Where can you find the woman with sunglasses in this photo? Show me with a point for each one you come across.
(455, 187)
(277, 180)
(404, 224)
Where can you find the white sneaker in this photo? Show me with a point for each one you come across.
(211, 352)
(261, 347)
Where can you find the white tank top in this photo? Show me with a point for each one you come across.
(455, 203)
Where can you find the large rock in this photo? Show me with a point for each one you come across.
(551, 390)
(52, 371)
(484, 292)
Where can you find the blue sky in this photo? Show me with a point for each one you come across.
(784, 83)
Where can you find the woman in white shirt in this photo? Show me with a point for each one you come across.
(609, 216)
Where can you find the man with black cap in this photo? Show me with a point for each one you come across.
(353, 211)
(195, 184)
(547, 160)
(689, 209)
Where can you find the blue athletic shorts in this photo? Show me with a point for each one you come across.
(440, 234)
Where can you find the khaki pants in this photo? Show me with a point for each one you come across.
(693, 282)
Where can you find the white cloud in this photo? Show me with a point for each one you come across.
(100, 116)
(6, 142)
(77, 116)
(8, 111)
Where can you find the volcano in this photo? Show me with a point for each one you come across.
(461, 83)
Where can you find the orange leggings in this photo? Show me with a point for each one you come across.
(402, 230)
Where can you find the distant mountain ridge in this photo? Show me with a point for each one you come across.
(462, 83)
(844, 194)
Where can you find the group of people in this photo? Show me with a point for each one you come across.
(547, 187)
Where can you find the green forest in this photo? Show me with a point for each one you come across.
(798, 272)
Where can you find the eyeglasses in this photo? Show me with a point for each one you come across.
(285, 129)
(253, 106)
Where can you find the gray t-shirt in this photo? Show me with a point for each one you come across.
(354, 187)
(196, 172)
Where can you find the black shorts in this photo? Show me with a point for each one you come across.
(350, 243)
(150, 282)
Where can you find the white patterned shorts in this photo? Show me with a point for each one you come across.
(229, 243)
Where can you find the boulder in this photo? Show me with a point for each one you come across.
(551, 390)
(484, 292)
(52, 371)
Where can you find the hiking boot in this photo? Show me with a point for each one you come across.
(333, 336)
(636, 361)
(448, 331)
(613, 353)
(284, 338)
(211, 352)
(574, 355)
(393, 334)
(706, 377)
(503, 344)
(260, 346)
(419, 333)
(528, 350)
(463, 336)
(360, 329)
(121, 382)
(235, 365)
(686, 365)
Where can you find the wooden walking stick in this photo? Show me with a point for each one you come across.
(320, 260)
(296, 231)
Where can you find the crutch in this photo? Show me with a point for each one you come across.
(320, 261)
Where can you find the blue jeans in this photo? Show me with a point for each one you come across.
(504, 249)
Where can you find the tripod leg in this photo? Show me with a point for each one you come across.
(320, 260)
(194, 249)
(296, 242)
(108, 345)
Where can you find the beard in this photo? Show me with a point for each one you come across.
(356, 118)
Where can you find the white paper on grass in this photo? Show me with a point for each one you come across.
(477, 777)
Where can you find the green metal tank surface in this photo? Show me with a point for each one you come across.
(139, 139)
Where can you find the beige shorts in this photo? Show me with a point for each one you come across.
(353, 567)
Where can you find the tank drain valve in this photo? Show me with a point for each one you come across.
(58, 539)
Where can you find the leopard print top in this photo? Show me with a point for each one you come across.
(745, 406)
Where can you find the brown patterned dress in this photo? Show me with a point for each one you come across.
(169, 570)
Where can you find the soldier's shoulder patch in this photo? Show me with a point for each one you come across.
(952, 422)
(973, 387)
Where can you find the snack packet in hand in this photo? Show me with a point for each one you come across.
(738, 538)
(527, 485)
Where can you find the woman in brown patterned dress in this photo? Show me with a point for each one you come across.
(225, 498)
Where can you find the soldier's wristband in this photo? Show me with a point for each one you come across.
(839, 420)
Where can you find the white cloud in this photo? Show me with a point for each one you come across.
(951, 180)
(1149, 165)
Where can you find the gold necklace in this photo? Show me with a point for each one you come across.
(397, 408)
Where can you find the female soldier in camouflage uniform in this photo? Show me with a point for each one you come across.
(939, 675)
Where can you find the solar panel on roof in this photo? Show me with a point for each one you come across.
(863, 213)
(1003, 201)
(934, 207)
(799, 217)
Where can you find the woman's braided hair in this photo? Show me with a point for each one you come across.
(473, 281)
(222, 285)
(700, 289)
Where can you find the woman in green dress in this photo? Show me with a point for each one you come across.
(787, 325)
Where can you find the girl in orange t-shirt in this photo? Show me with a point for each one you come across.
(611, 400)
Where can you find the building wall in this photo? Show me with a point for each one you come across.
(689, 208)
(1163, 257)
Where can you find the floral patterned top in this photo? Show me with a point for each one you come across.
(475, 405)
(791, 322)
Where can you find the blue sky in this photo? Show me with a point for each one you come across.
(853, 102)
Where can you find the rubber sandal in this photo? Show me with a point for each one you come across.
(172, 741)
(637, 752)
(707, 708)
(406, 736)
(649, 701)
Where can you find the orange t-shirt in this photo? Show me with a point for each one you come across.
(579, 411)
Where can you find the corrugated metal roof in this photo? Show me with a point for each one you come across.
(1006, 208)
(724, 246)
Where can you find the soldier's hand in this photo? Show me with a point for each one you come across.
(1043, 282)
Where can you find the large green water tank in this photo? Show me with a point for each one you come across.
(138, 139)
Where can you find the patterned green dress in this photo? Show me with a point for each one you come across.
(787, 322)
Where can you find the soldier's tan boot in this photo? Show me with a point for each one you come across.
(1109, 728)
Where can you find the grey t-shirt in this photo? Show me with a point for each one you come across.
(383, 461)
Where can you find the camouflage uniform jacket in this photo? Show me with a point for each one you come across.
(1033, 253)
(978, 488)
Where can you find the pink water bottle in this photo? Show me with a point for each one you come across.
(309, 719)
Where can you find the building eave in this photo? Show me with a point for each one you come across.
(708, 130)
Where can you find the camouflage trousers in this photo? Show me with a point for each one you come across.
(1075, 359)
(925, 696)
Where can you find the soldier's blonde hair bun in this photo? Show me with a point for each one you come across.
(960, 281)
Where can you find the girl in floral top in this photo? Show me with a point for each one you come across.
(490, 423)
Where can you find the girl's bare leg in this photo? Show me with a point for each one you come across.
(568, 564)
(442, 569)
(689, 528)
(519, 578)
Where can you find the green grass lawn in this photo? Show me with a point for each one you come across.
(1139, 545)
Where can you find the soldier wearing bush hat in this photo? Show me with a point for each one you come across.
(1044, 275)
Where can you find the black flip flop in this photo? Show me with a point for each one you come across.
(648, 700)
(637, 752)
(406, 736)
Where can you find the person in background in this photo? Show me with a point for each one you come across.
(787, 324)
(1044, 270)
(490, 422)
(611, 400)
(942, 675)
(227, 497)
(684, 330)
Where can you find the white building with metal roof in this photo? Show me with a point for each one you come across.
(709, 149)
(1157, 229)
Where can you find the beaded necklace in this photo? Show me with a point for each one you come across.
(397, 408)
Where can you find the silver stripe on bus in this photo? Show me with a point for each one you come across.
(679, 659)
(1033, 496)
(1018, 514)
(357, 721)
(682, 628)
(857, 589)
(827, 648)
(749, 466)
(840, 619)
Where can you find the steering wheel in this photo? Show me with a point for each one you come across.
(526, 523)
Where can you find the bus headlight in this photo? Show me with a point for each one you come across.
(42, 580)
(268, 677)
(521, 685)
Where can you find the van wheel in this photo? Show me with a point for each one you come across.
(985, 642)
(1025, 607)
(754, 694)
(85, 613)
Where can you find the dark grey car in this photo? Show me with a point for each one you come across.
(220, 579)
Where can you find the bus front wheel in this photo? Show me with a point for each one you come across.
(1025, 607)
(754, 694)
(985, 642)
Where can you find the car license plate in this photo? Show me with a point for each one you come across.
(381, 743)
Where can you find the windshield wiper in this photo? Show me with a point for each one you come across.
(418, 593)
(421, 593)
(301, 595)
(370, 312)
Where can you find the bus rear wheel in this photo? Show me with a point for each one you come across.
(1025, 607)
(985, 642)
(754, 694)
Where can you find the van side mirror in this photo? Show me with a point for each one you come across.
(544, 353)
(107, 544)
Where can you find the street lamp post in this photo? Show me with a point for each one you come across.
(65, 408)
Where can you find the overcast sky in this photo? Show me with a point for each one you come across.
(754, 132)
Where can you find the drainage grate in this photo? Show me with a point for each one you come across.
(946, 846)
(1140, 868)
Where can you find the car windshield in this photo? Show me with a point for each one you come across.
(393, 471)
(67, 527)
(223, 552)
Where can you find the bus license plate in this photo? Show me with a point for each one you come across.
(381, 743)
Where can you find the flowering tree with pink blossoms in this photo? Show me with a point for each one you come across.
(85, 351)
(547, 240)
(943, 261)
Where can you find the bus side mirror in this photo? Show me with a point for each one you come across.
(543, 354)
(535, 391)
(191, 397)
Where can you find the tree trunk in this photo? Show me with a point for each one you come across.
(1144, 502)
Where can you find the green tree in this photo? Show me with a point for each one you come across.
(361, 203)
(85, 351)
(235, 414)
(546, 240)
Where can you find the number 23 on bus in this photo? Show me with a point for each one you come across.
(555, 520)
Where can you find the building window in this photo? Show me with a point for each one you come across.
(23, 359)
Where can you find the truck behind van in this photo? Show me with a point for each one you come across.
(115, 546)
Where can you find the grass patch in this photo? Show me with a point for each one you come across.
========================================================================
(What you will do): Repeat only the stretch of lines starting at the one containing "Where can you find the drainage" and running to the final line of the entries above.

(Task answer):
Where can you find the drainage grate in this photo? Show me with a point for each one you come across.
(946, 846)
(1140, 868)
Where can you find the car windshield in this photo? Show me with a point for each one you come across.
(393, 471)
(67, 527)
(223, 552)
Where can you find the bus license plate in this photo? Show me with a point for each one you come across.
(381, 743)
Where can you find the flowering tree with pink blossoms in this photo? Show me with a point for each one you come across.
(85, 351)
(547, 240)
(943, 261)
Where can you find the bus side mirror in this photo? Show me with a point for each one you come across.
(543, 354)
(535, 391)
(191, 397)
Where can you find the tree trunk in this photo? Show me with a point for each one you come across.
(1144, 502)
Where can you find the green tree in this photo? Show me with a point for each one you come across.
(361, 203)
(85, 351)
(235, 414)
(546, 240)
Where can you find the number 23 on bus in this photo? Show me with a point for each one you come across.
(555, 520)
Where can you find the building window in this photo? Show me with a point for each one you come across.
(23, 359)
Where can you find the truck behind van in this photo? Show me with a point for each one you come across.
(115, 546)
Where can you find the grass patch in this photo? Show me with a point for each one you come across.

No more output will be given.